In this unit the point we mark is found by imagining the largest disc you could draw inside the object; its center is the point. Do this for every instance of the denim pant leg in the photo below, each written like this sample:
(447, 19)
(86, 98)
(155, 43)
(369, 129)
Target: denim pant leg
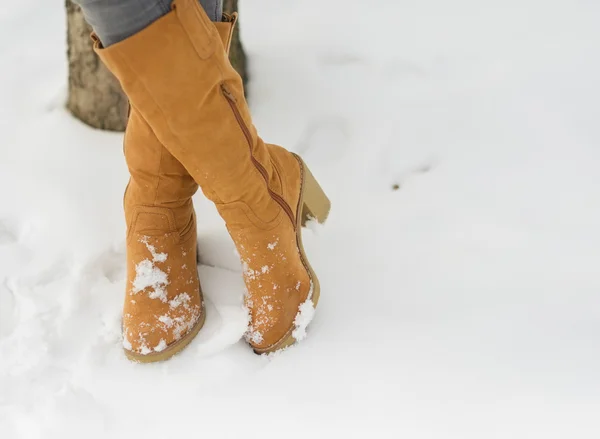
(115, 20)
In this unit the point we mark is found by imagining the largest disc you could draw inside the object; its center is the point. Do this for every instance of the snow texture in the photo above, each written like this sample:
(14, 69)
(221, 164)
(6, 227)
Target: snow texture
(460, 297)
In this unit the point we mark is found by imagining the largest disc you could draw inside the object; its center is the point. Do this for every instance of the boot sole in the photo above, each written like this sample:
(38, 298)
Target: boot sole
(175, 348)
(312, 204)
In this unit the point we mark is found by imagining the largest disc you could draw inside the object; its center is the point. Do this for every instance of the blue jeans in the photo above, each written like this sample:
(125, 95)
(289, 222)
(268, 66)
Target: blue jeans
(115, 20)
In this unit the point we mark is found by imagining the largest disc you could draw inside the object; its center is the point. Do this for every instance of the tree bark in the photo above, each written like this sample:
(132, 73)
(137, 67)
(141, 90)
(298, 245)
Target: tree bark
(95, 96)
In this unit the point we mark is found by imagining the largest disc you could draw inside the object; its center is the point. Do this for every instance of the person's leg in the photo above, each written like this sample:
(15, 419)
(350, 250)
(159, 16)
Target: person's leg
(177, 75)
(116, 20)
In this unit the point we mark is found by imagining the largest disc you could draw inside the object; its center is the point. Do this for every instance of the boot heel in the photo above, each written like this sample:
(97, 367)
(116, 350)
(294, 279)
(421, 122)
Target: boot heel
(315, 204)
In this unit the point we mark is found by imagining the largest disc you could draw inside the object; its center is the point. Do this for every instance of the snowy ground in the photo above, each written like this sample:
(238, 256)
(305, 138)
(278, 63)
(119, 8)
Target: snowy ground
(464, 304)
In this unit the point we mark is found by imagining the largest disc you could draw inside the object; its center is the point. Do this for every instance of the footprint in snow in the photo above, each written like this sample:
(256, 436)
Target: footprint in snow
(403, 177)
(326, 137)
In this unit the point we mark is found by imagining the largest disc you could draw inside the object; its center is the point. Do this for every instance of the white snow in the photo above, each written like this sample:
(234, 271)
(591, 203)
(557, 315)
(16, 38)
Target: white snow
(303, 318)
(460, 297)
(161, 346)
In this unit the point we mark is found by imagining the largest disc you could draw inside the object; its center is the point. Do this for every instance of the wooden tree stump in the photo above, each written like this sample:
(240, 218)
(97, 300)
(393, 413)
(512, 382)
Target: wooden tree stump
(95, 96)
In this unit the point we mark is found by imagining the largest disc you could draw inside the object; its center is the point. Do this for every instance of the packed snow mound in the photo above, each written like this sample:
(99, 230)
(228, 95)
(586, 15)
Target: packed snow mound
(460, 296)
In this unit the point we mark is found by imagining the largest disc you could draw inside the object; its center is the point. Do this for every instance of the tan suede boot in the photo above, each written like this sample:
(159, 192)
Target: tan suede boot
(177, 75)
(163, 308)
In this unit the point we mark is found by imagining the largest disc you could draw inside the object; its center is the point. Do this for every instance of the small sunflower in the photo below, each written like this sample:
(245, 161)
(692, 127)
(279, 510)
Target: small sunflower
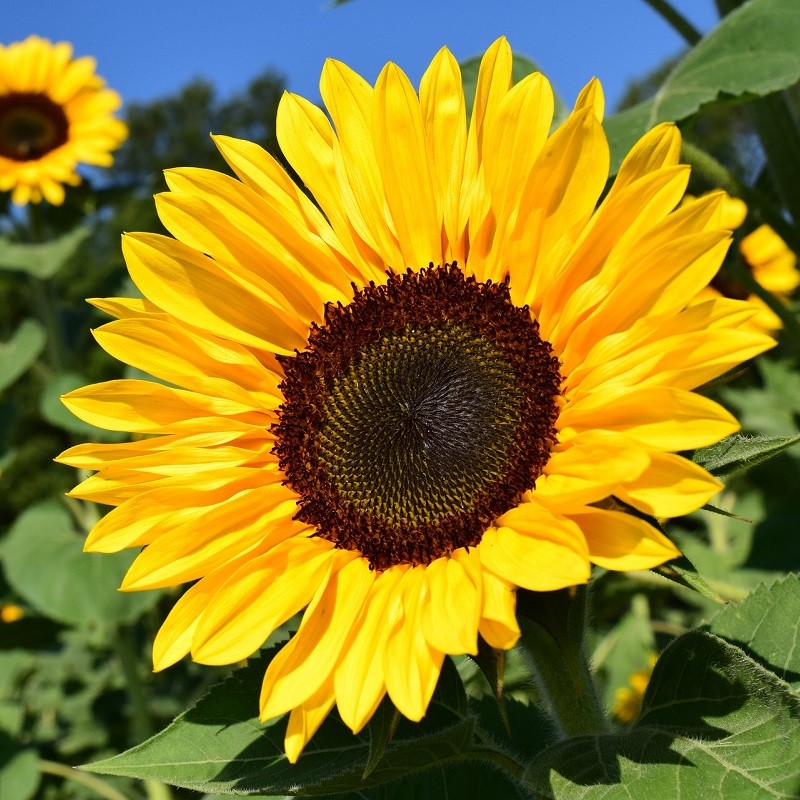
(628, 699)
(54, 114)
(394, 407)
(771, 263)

REQUIRED ACTION:
Scan the records for lines that hold "below", and reproduce each one you find.

EXPECTED ANSWER:
In this unit the point we mark is found by imagining the largest disc you could draw inside the object; its center is the point. Do this for every instance of the denim pant leg in the photo below, each written like this sample:
In this unit the point we mark is found by imagining the largest disc you could draw inside the object; its center is the point. Do this for every instance of the small sunflower in the photo below, each written like this sample:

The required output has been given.